#### STATED EXERCISE
Quote each of the entries below word for word, leaving out the pictures.
═════ RECORD EXCERPTS ═════
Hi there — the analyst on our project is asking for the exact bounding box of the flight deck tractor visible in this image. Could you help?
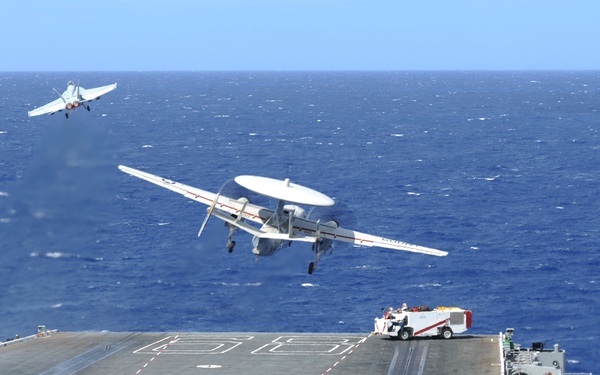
[374,306,473,340]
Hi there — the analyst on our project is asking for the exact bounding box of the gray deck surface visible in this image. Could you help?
[0,332,500,375]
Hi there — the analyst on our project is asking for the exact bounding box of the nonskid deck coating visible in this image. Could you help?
[0,332,500,375]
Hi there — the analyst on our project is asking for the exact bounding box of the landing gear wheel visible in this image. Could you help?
[441,327,452,340]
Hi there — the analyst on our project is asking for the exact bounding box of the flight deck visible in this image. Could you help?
[0,331,501,375]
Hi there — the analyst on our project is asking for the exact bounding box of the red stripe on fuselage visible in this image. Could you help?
[186,191,374,246]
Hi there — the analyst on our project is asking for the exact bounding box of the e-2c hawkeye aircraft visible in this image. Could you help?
[119,165,448,274]
[27,81,117,118]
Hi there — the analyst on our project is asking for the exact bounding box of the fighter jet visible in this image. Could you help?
[27,81,117,118]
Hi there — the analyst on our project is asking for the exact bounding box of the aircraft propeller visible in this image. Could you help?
[198,179,233,237]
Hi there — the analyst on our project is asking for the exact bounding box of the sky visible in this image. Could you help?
[0,0,600,71]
═════
#### SOLUTION TO THE EXERCISE
Hi there — the analyst on our project is asking for the exact bounding box of the flight deck tractor visible in this image. Could you help?
[374,306,473,340]
Hi there — the analyst on our project is asking for the exact bounding box of the gray deck surface visible in this image. Could you help?
[0,332,500,375]
Hi there — the analyst on our project is asking for the exact bounding box of the nonskid deck coating visible in this image. Could you help?
[0,332,500,375]
Hi there — the analyst on our project is asking for the exact bounding box of the landing gear wheel visible in this image. Could you help?
[441,327,452,340]
Hi there — the analyst on our project is asking for the exact bounding box of the flight deck visible in this image. Could you help?
[0,331,501,375]
Hi there — the analyst on our project is asking for the exact bounding box of the red stripe on fuselage visible in this image. Could you help?
[186,191,374,246]
Hi there — the analyst on our project is asking for the exact bounding box of the e-2c hawkeye aircraft visible in this image. Could you help?
[119,165,448,274]
[27,81,117,118]
Hi there — the analyst on our project is asking for the exact bounding box of the fighter jet visible in this image. Could you help?
[27,81,117,118]
Hi there — the analyst on our project is asking for the exact bounding box of the aircraft propeller visible in this image. Could you help?
[198,179,233,237]
Hi there — the analyst on our project is asking for the exact bounding box of the sky visible in this image. Could you help?
[0,0,600,71]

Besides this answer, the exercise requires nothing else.